** Start DOCUMENT SECTION **

The Look of Love is an album by jazz saxophonist Stanley Turrentine recorded for the Blue Note label in 1968 and arranged by Duke Pearson and Thad Jones.

Reception

AllMusic awarded the album 4 stars with the review by Stephen Cook stating, "With his flexible phrasing and muscular tone, Turrentine dives into the lush arrangements... Purists who usually cringe at late-'60s jazz dates like this (yes, there is a Beatles cover here) might be pleasantly surprised. For those who feel Bacharach and Jimmy Webb provide fine material for jazz, then The Look of Love is a must".

Track listing
 "The Look of Love" (Burt Bacharach, Hal David) - 4:23
 "Here, There and Everywhere" (John Lennon, Paul McCartney) - 3:26
 "A Beautiful Friendship" (Donald Kahn, Stanley Styne) - 3:22
 "Blues for Stan" (Turrentine) - 6:01
 "This Guy's in Love With You" (Bacharach, David) - 2:34
 "MacArthur Park" (Jimmy Webb) - 4:41
 "I'm Always Drunk in San Francisco" (Tommy Wolf) - 2:25
 "Emily" (Johnny Mandel, Johnny Mercer) - 3:14
 "Cabin in the Sky" (Vernon Duke, John La Touche) - 3:43
 "Smile" (Charlie Chaplin) - 3:23

Recorded on April 15, 1968 (1, 4, 10), May 2, 1968 (3, 5, 7-8) and May 13, 1968 (2, 6, 9), with string section overdubbed on May 27, 1968.

** End DOCUMENT SECTION **
** Start DATA EXCERPTS **

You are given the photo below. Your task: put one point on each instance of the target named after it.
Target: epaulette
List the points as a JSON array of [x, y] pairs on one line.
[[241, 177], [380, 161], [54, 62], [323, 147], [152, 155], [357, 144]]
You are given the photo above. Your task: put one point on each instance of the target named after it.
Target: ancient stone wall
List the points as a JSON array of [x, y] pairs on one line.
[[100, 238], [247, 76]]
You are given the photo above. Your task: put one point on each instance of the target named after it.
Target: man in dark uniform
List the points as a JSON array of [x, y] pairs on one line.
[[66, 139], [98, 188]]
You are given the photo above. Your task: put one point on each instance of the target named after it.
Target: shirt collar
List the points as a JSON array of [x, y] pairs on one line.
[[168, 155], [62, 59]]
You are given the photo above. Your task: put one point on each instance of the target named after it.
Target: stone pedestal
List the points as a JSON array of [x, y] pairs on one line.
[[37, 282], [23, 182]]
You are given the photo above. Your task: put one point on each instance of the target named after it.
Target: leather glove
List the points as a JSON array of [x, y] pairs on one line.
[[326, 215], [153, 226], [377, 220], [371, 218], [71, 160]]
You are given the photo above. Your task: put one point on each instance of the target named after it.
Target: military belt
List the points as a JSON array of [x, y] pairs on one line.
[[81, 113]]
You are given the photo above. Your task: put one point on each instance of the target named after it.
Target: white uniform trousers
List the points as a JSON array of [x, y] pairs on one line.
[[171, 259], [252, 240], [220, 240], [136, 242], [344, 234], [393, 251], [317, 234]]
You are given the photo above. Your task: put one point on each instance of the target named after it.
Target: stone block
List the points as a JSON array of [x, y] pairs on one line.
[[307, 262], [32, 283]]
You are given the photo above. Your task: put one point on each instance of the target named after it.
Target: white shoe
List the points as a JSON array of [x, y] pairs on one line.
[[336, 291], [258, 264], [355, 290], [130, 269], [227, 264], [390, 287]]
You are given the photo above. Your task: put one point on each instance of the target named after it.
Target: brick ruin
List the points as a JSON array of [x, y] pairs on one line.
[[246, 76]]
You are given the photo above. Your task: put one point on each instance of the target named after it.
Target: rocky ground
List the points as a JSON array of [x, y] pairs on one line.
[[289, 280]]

** End DATA EXCERPTS **

**WORK INSTRUCTIONS**.
(1) According to the text about The Look of Love album, who arranged the album?
(2) From the text about The Look of Love album, copy word for word the part that opens with the words containing "Track listing" and closes with "May 27, 1968.".

**IN RESPONSE**.
(1) Duke Pearson and Thad Jones.

(2)
Track listing
 "The Look of Love" (Burt Bacharach, Hal David) - 4:23
 "Here, There and Everywhere" (John Lennon, Paul McCartney) - 3:26
 "A Beautiful Friendship" (Donald Kahn, Stanley Styne) - 3:22
 "Blues for Stan" (Turrentine) - 6:01
 "This Guy's in Love With You" (Bacharach, David) - 2:34
 "MacArthur Park" (Jimmy Webb) - 4:41
 "I'm Always Drunk in San Francisco" (Tommy Wolf) - 2:25
 "Emily" (Johnny Mandel, Johnny Mercer) - 3:14
 "Cabin in the Sky" (Vernon Duke, John La Touche) - 3:43
 "Smile" (Charlie Chaplin) - 3:23

Recorded on April 15, 1968 (1, 4, 10), May 2, 1968 (3, 5, 7-8) and May 13, 1968 (2, 6, 9), with string section overdubbed on May 27, 1968.